▸ **Work order**
Output the full listing below exactly, without the pictures.

▸ **Data for the task**
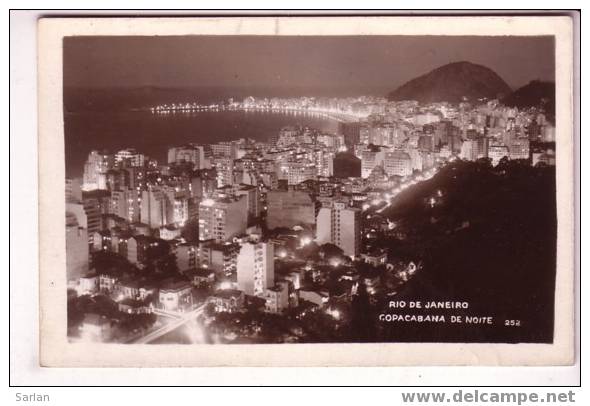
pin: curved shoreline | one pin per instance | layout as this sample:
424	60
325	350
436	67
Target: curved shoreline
327	114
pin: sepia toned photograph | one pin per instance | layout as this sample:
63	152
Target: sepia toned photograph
250	190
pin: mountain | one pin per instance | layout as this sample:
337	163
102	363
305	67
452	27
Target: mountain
451	83
534	94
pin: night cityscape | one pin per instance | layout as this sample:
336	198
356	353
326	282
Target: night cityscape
413	218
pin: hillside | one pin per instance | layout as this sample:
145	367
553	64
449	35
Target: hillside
452	83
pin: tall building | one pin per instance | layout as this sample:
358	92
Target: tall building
351	133
347	165
155	209
369	160
224	168
222	219
192	153
252	199
129	157
255	268
297	171
77	248
340	225
125	204
95	169
74	190
397	163
289	208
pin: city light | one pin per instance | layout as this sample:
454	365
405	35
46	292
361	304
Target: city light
225	285
305	241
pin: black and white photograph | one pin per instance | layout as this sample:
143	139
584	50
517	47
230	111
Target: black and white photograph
227	190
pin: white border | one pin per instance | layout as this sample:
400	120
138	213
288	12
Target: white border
213	375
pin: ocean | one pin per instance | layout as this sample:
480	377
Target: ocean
111	120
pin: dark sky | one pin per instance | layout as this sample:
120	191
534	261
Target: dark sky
350	62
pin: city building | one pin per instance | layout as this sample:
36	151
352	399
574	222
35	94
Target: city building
222	219
289	208
397	163
95	169
190	153
255	267
77	249
340	225
176	296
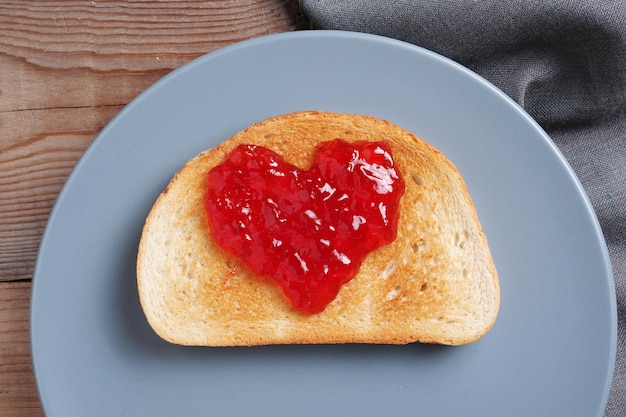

▸ **Answer space**
pin: curved shoreline | one pin per instance | layout as this sample:
424	60
325	350
436	67
Target: curved shoreline
327	114
pin: sepia toned photograph | one pin per instance | layout as this sample:
63	152
Target: sepia toned photograph
250	190
pin: mountain | one pin per instance | layout as this sample:
337	163
102	363
305	67
452	27
Target: mountain
451	83
534	94
pin: night cityscape | one pin per instance | layout as this sample:
336	198
356	353
326	282
Target: night cityscape
413	218
pin: hillside | one pin per instance | layout as this sample:
145	367
553	64
449	35
Target: hillside
452	83
pin: tall building | one pin per instance | layout as this sample:
358	92
Target: tall building
351	133
347	165
155	209
369	160
224	168
222	219
192	153
252	199
129	157
255	268
297	171
77	248
340	225
125	204
95	169
74	190
397	163
289	208
pin: city light | one pin per instance | layout as this sample:
454	365
405	35
46	292
361	304
Target: city light
225	285
305	241
pin: black and white photograph | one pin per instance | layout as this sample:
143	139
584	50
517	47
230	111
Target: black and white photograph
227	190
pin: white border | one pin per instance | layout as this sample:
400	120
138	213
288	12
Target: white border
213	375
pin: ocean | one pin per instance | layout as this sample:
480	377
Target: ocean
111	120
pin: dark sky | one pin per instance | layout as this sample:
120	191
534	261
Target: dark sky
350	62
pin: city building | one pin per instance | layout as this sample:
36	151
352	399
574	222
35	94
Target: city building
222	219
289	208
397	163
95	169
190	153
255	267
77	249
340	225
176	296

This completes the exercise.